Provided text>

▼

Stress granules (SGs) are dynamic structures that sequester mRNA, RNA binding proteins, translation initiation factors and small ribosomal subunits (Courchaine et al., 2016). These are phase-separated organelles without a membrane, which can change their physical properties in response to a stimulus (Boulon et al., 2010; Courchaine et al., 2016). SGs accumulate under conditions of cellular stress to alleviate unnecessary translational burden on cells. Their function is to regulate protein expression during stress periods to re-establish cellular homeostasis and once the stress is alleviated, SG are cleared through autophagy (Buchan et al., 2013). SGs rapidly and reversibly assemble and disassemble, assuring a quick response to stress conditions within the cell. The aggregation of several proteins associated with neurodegeneration, including ALS, has also been proposed to proceed via the formation of SGs (Wolozin, 2012).

ALS and FTD

ALS is the most common form of adult onset motor neuron degeneration that affects upper and lower motor neurons of the brainstem, cortex and spinal cord, resulting in progressive wasting and paralysis of voluntary muscles (Geevasinga et al., 2016). Approximately 10% of ALS cases have a positive family history (familial ALS). Hence, ALS normally presents in its sporadic form (sALS; 90%). FTD is the most common form of early-onset dementia, and it is manifested by atrophy of the frontal and temporal lobes, with changes in behavior and language (Cairns et al., 2007). Despite the distinct neurological and psychological symptoms, ALS and FTD are closely related. Interestingly, it had been recognized for some time that from 5% up to 40% of ALS patients display cognitive impairment consistent with FTD, and ALS signs can also be seen in patients primarily diagnosed with FTD, implying clinical overlap among these two disorders (Ferrari et al., 2011). This becomes evident pathologically, where abnormal inclusions containing misfolded proteins are observed, mainly in neurons and glial cells of patients affected by FTD, ALS or ALS-FTD (Neumann et al., 2006).

▲

Entries provided>

▼

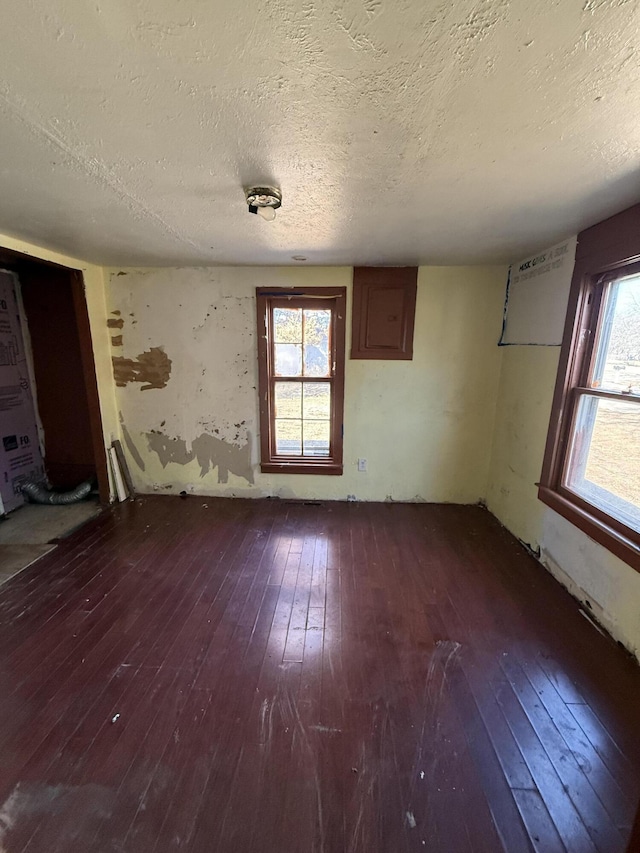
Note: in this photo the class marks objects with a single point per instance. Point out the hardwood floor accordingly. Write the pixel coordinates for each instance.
(219, 675)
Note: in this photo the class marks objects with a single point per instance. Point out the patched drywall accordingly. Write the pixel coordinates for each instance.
(527, 379)
(210, 452)
(424, 426)
(151, 369)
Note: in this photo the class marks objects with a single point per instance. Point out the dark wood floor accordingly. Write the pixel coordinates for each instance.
(211, 675)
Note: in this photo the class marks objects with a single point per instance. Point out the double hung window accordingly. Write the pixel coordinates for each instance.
(591, 470)
(301, 371)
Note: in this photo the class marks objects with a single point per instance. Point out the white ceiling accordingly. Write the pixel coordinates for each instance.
(400, 131)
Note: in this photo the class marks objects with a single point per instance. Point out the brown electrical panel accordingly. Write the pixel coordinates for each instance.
(384, 307)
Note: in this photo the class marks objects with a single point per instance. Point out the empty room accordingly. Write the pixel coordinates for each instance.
(320, 427)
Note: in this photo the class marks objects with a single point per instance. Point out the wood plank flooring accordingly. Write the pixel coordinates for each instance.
(221, 676)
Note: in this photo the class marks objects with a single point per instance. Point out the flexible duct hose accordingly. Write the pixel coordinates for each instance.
(39, 494)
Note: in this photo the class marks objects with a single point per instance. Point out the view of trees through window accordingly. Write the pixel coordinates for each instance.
(604, 465)
(301, 343)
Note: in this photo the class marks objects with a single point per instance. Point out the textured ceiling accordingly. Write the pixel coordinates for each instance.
(400, 131)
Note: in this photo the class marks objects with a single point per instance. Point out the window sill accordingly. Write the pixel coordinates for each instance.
(623, 547)
(297, 467)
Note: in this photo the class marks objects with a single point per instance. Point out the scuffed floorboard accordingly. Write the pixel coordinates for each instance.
(219, 675)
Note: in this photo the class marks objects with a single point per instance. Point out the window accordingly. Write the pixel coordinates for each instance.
(301, 338)
(591, 473)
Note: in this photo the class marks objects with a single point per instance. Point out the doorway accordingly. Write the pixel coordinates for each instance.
(66, 392)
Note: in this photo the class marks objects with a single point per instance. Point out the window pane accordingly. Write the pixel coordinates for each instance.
(288, 400)
(317, 401)
(288, 437)
(316, 438)
(288, 359)
(604, 461)
(287, 325)
(316, 342)
(617, 363)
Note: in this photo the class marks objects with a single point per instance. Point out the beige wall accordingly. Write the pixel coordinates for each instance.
(94, 280)
(424, 426)
(588, 570)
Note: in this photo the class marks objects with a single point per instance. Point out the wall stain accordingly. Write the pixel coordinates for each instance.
(152, 367)
(209, 451)
(133, 450)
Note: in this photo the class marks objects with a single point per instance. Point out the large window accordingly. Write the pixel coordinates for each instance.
(301, 338)
(591, 472)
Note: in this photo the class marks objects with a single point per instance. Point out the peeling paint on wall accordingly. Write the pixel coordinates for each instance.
(210, 452)
(152, 367)
(130, 444)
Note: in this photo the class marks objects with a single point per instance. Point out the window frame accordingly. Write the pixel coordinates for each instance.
(268, 298)
(606, 253)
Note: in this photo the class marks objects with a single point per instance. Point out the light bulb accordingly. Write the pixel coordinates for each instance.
(267, 213)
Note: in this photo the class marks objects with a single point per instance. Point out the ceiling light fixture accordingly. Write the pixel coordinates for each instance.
(264, 201)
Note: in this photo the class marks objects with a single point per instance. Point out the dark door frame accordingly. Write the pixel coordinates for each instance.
(13, 260)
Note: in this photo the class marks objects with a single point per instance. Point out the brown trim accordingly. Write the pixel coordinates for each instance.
(15, 260)
(365, 320)
(266, 299)
(301, 467)
(606, 252)
(91, 383)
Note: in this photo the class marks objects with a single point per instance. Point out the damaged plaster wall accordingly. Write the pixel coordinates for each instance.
(589, 571)
(424, 426)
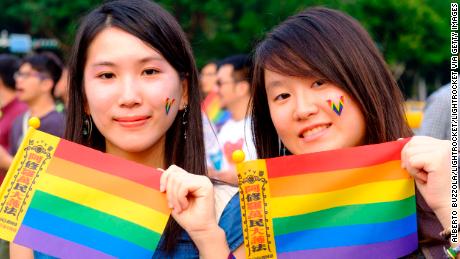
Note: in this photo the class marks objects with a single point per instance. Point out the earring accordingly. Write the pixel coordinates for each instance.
(184, 122)
(87, 126)
(281, 148)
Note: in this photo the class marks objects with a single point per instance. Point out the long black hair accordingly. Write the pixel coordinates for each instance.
(328, 44)
(158, 29)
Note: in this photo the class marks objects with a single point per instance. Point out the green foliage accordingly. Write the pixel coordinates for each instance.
(413, 35)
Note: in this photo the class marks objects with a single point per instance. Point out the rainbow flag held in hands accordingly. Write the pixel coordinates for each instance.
(67, 200)
(212, 107)
(348, 203)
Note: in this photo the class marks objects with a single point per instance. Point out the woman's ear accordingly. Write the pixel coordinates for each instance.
(184, 97)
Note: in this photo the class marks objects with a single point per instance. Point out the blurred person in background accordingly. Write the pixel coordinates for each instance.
(35, 81)
(61, 91)
(436, 117)
(208, 78)
(11, 108)
(233, 87)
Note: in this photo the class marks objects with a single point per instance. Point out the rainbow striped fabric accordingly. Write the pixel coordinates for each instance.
(67, 200)
(212, 107)
(348, 203)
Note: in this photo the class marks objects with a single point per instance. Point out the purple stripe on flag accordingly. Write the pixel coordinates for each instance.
(389, 249)
(55, 246)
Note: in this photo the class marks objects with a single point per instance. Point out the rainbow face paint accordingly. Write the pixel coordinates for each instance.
(337, 108)
(168, 104)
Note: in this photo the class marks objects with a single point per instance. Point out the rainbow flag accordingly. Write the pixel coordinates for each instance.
(348, 203)
(67, 200)
(212, 107)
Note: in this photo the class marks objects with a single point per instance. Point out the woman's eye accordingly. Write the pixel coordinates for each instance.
(282, 96)
(149, 72)
(106, 75)
(319, 83)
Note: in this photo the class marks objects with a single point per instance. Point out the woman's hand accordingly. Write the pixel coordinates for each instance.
(428, 161)
(191, 197)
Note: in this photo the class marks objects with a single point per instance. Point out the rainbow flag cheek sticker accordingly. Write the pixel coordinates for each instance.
(337, 108)
(335, 204)
(70, 201)
(168, 103)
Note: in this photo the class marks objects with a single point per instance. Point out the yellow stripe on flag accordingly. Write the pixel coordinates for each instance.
(104, 202)
(18, 187)
(360, 194)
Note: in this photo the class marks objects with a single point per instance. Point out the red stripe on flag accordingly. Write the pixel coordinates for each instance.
(347, 158)
(107, 163)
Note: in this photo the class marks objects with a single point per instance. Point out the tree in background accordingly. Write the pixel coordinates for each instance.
(412, 34)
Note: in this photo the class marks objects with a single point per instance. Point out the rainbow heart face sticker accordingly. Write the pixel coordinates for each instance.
(337, 108)
(169, 103)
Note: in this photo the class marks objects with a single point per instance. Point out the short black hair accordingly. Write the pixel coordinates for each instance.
(9, 64)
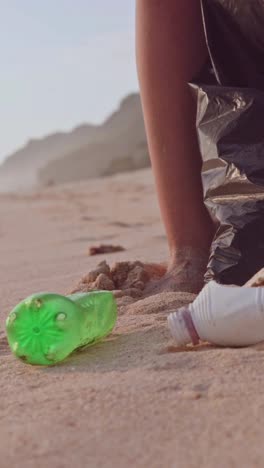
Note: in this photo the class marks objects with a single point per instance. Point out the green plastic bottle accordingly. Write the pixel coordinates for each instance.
(45, 328)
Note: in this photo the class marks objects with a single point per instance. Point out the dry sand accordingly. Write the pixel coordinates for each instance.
(133, 400)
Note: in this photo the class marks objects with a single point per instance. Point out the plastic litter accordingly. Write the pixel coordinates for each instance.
(222, 315)
(230, 116)
(45, 328)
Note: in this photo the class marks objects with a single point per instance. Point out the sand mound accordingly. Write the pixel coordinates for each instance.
(128, 281)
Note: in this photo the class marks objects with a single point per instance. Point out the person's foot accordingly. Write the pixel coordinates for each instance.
(184, 273)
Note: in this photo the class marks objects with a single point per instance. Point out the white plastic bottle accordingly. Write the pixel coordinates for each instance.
(223, 315)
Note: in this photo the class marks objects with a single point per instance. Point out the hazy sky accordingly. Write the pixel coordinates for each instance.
(63, 62)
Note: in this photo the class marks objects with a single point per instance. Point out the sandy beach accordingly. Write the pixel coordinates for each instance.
(134, 400)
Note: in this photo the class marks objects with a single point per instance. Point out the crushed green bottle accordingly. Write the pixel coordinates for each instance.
(45, 328)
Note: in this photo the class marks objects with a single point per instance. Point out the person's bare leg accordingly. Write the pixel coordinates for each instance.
(170, 51)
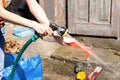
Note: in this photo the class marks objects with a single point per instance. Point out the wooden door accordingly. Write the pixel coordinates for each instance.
(94, 17)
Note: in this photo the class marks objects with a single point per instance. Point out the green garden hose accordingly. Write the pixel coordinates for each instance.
(32, 39)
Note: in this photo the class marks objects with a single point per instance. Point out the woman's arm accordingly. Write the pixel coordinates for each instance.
(14, 18)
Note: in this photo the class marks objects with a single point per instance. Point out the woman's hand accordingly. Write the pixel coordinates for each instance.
(43, 29)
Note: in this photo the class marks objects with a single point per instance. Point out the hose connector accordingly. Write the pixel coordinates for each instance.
(62, 31)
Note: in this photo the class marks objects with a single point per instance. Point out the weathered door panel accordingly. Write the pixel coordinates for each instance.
(93, 17)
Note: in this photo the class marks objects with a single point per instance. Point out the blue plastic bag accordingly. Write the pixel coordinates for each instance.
(27, 69)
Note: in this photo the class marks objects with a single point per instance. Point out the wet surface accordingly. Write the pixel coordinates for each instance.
(59, 61)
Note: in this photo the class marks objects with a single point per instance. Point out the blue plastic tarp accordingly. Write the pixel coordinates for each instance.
(27, 69)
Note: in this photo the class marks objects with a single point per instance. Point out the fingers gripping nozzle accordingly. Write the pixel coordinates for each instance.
(62, 31)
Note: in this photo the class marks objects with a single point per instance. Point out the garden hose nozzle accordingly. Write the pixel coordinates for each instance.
(62, 31)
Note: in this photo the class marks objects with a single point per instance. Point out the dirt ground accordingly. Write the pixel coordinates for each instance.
(60, 66)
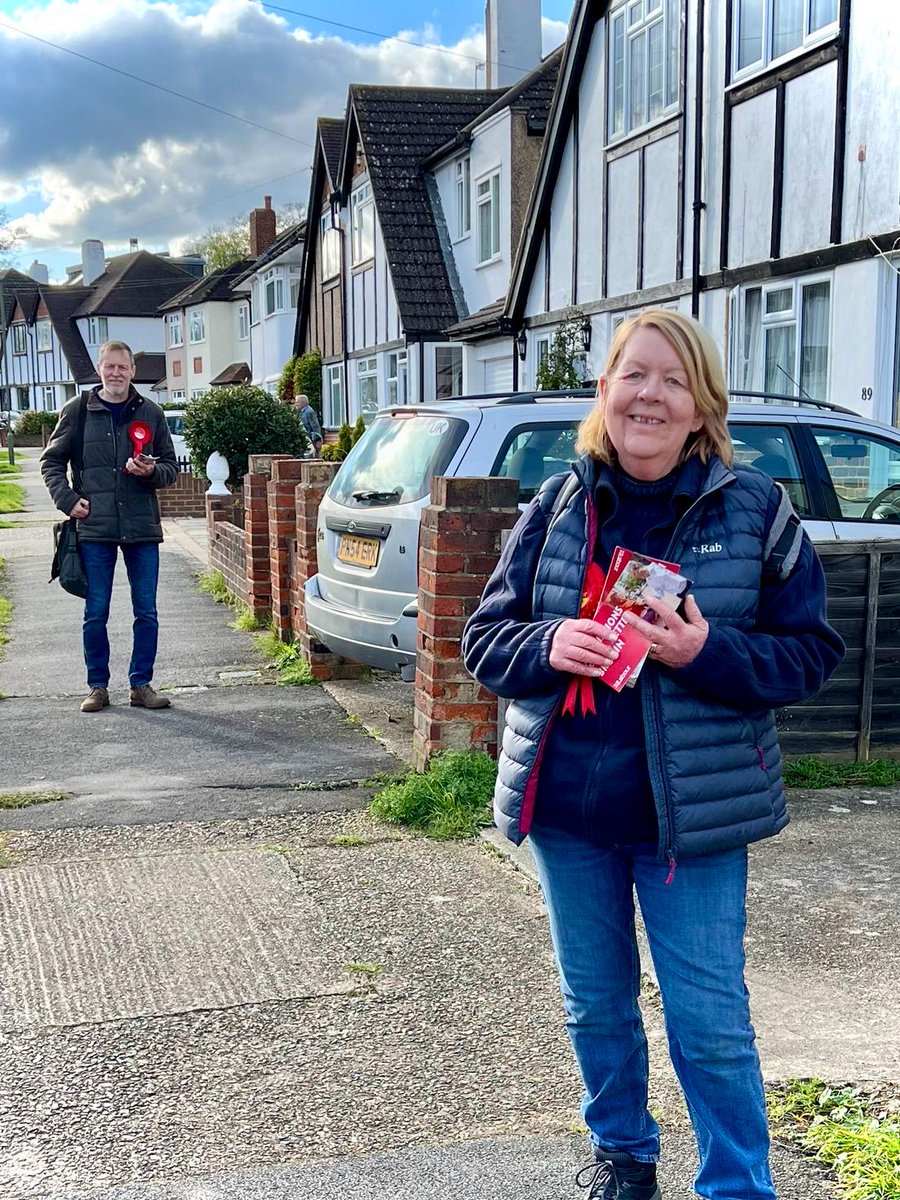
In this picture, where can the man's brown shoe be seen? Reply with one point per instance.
(145, 697)
(99, 699)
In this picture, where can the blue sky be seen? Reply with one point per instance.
(88, 153)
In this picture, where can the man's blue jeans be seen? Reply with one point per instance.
(695, 927)
(142, 562)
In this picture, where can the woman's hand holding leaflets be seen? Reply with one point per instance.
(675, 640)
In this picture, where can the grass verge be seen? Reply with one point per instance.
(12, 497)
(293, 670)
(25, 799)
(808, 771)
(855, 1132)
(451, 799)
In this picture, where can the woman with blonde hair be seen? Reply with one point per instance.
(654, 790)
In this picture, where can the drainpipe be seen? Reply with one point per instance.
(699, 205)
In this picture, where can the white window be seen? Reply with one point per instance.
(784, 339)
(448, 371)
(367, 388)
(397, 377)
(363, 225)
(273, 292)
(765, 30)
(645, 40)
(487, 217)
(334, 396)
(197, 325)
(330, 246)
(177, 329)
(463, 198)
(97, 330)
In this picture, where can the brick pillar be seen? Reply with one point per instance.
(315, 479)
(282, 531)
(459, 547)
(256, 534)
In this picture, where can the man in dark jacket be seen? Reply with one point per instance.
(119, 449)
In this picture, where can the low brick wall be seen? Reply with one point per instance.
(185, 498)
(460, 543)
(227, 547)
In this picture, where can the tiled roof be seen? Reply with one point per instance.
(399, 127)
(216, 286)
(135, 286)
(533, 94)
(331, 136)
(63, 303)
(235, 372)
(291, 237)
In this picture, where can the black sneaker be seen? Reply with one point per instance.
(619, 1177)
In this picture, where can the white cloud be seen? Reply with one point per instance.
(111, 157)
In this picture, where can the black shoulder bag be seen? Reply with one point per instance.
(67, 565)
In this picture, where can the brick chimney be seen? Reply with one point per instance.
(262, 228)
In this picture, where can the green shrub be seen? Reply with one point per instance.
(31, 424)
(451, 799)
(238, 421)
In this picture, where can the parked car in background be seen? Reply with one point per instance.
(843, 474)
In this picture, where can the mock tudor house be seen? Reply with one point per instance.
(414, 226)
(739, 162)
(273, 281)
(54, 333)
(207, 335)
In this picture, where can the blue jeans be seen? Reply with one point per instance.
(142, 562)
(695, 927)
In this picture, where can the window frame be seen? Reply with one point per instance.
(487, 199)
(767, 58)
(177, 330)
(197, 317)
(622, 120)
(363, 225)
(462, 184)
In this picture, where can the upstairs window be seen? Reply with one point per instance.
(197, 325)
(463, 198)
(177, 329)
(274, 292)
(765, 30)
(363, 223)
(487, 216)
(330, 247)
(645, 55)
(97, 330)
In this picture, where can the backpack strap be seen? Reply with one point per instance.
(783, 545)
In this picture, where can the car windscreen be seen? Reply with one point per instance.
(396, 459)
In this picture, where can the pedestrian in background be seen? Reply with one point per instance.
(655, 790)
(112, 493)
(311, 423)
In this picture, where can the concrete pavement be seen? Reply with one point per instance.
(221, 978)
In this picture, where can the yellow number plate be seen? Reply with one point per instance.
(359, 551)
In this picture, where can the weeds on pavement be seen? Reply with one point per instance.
(451, 799)
(853, 1131)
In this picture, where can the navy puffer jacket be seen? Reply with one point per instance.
(713, 755)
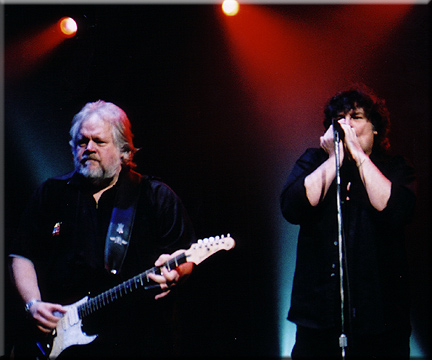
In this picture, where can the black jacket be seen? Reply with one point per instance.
(376, 274)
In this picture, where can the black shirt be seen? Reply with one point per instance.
(63, 233)
(377, 288)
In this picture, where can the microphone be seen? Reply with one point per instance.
(338, 128)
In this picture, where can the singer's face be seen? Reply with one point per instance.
(356, 118)
(97, 157)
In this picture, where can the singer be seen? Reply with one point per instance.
(377, 190)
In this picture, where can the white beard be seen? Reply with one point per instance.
(97, 174)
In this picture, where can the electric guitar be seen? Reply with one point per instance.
(68, 331)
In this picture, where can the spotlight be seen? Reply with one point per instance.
(230, 7)
(68, 27)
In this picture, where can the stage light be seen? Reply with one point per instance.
(230, 7)
(68, 26)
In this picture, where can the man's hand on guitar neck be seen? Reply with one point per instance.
(44, 315)
(168, 279)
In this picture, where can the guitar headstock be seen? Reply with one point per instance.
(204, 248)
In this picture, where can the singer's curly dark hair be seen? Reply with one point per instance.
(360, 96)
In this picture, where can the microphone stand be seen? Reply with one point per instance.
(343, 341)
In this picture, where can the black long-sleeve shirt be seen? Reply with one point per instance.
(376, 277)
(63, 233)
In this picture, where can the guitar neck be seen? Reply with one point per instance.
(139, 281)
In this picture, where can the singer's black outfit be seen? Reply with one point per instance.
(376, 293)
(63, 233)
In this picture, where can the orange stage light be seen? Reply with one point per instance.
(68, 26)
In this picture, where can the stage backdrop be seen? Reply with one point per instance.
(221, 107)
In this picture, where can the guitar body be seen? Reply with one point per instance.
(67, 333)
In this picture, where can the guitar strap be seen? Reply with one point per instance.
(121, 224)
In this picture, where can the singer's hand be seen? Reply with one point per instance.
(352, 143)
(327, 143)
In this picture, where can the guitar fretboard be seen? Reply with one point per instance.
(126, 287)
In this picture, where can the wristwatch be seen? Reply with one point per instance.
(30, 304)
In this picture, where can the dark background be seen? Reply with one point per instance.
(221, 108)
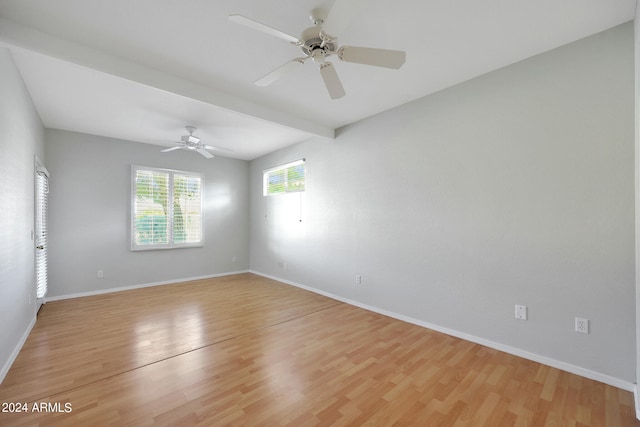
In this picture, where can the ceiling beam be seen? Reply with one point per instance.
(13, 34)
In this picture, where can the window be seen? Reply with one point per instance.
(284, 179)
(166, 209)
(41, 233)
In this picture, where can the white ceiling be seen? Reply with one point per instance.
(142, 70)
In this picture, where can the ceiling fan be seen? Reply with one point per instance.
(320, 41)
(190, 142)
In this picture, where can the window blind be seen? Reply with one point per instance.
(41, 233)
(287, 178)
(166, 209)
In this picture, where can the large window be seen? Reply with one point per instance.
(166, 209)
(288, 178)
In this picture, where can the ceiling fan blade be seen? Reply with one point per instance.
(247, 22)
(170, 149)
(370, 56)
(204, 153)
(331, 80)
(276, 74)
(341, 15)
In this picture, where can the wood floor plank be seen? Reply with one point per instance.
(246, 350)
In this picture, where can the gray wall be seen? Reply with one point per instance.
(21, 139)
(516, 187)
(89, 215)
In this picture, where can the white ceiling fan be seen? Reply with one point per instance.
(190, 142)
(320, 41)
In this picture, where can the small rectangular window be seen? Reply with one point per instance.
(166, 209)
(288, 178)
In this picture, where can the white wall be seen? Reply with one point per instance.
(516, 187)
(21, 139)
(89, 215)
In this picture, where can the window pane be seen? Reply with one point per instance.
(287, 178)
(187, 209)
(151, 225)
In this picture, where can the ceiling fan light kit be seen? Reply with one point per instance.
(319, 42)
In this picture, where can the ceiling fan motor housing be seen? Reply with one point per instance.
(311, 40)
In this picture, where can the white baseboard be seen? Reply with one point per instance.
(144, 285)
(587, 373)
(16, 350)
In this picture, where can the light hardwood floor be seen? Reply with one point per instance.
(246, 350)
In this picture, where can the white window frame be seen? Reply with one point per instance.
(267, 172)
(170, 244)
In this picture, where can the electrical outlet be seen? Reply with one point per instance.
(521, 312)
(582, 325)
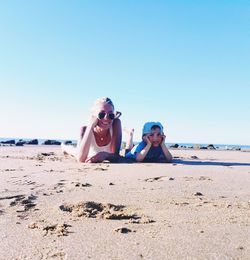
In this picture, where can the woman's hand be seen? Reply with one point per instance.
(99, 157)
(93, 121)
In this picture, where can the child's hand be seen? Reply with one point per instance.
(163, 139)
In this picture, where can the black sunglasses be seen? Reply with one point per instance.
(101, 115)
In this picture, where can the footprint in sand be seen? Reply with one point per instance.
(26, 203)
(159, 178)
(91, 209)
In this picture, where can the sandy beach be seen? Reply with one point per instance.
(51, 207)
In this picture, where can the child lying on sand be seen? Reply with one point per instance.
(152, 148)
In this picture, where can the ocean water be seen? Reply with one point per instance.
(186, 145)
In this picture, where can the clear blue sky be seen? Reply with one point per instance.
(184, 63)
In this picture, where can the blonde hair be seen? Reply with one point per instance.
(99, 101)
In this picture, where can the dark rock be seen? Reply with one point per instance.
(20, 142)
(8, 142)
(51, 142)
(33, 142)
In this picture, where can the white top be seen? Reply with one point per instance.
(94, 148)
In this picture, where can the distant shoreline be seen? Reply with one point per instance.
(176, 145)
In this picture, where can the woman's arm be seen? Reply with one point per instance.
(116, 137)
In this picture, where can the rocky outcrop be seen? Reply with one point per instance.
(51, 142)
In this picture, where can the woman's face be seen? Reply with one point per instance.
(105, 113)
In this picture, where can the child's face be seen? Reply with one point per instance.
(155, 137)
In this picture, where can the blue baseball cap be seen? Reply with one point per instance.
(148, 127)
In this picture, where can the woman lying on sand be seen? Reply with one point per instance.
(101, 139)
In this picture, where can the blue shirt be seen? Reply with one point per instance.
(155, 154)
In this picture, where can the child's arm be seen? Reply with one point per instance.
(165, 150)
(140, 156)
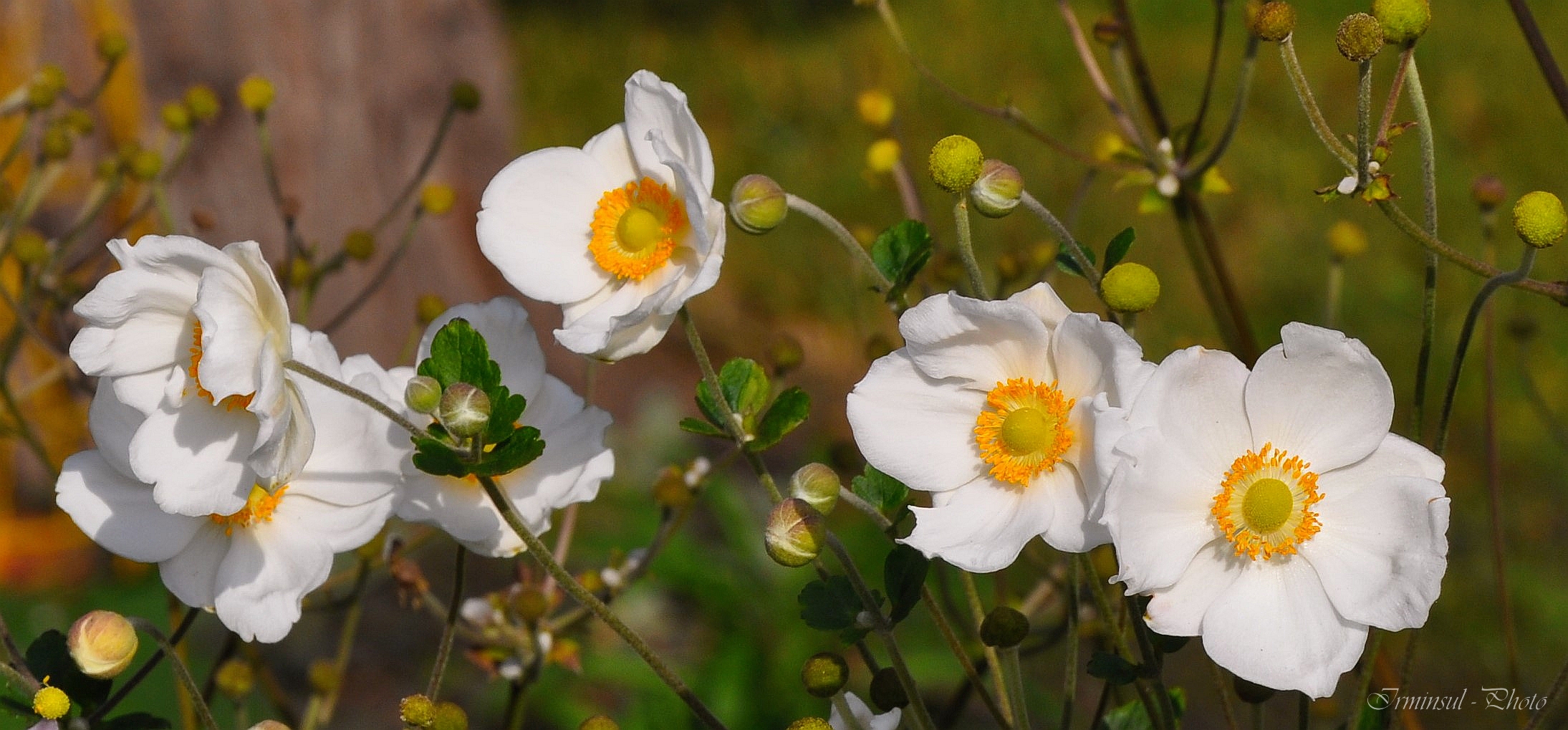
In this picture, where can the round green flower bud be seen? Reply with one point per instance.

▲

Tasks to carry out>
1. In the passage on stress granules, ALS and FTD, what share of ALS cases have a positive family history?
2. Carry on the passage on stress granules, ALS and FTD from its last sentence.

Answers to the exercise>
1. Approximately 10%.

2.
The overlap between ALS and FTD was suggested by the discovery of common genetic causes for both disorders. These include mutations in the genes encoding TAR-DNA binding protein (TARDBP), fused in sarcoma (FUS), TANK-binding kinase-1 (TBK-1), Ubiquilin 2 (UBQLN2), optineurin, and Cyclin F (CCNF) (Table 1). However, the discovery of hexanucleotide expansions in the Chromosome 9 open-reading frame 72 gene (C9ORF72), as the major cause of both familial ALS (fALS) and FTD, was a landmark finding because it finally confirmed the link between ALS and FTD (DeJesus-Hernandez et al., 2011; Renton et al., 2011). In fact, ALS is now considered to include cognitive involvement which may evolve to FTD, and ALS and FTD are thought to represent two opposite poles of a disease continuum (Devenney et al., 2015). However, as well as the common characteristics, some mutations are associated specifically with either ALS or FTD, but not both, and are therefore considered to be at the opposite end of this disease continuum (Table 1; Figure 2). Microtubule-associated protein tau(MAPT) and progranulin (PGRN) mutations are associated specifically with FTD, whereas mutations in SOD1 and VAPB are linked only with ALS (for further details see Table 1).

Figure 2

ALS is a multifactorial disorder and several cellular defects have been implicated in the etiology of ALS, including protein misfolding and aggregation, excitotoxicity, stress within the ER, mitochondrial dysfunction, oxidative stress, prion-like mechanisms, defective axonal transport, ubiquitin proteasome dysfunction, disruption of ER–Golgi trafficking, and RNA processing defects (Peters et al., 2015). The presence of intracellular, insoluble inclusions composed of misfolded proteins is a hallmark of ALS pathology. However, the underlying trigger of neurodegeneration remains unclear. As with ALS, the pathology of most cases of FTD includes the formation of abnormal intracellular protein aggregates, excitotoxicity, and may involve a prion-like mechanism of disease propagation (Mackenzie and Neumann, 2016).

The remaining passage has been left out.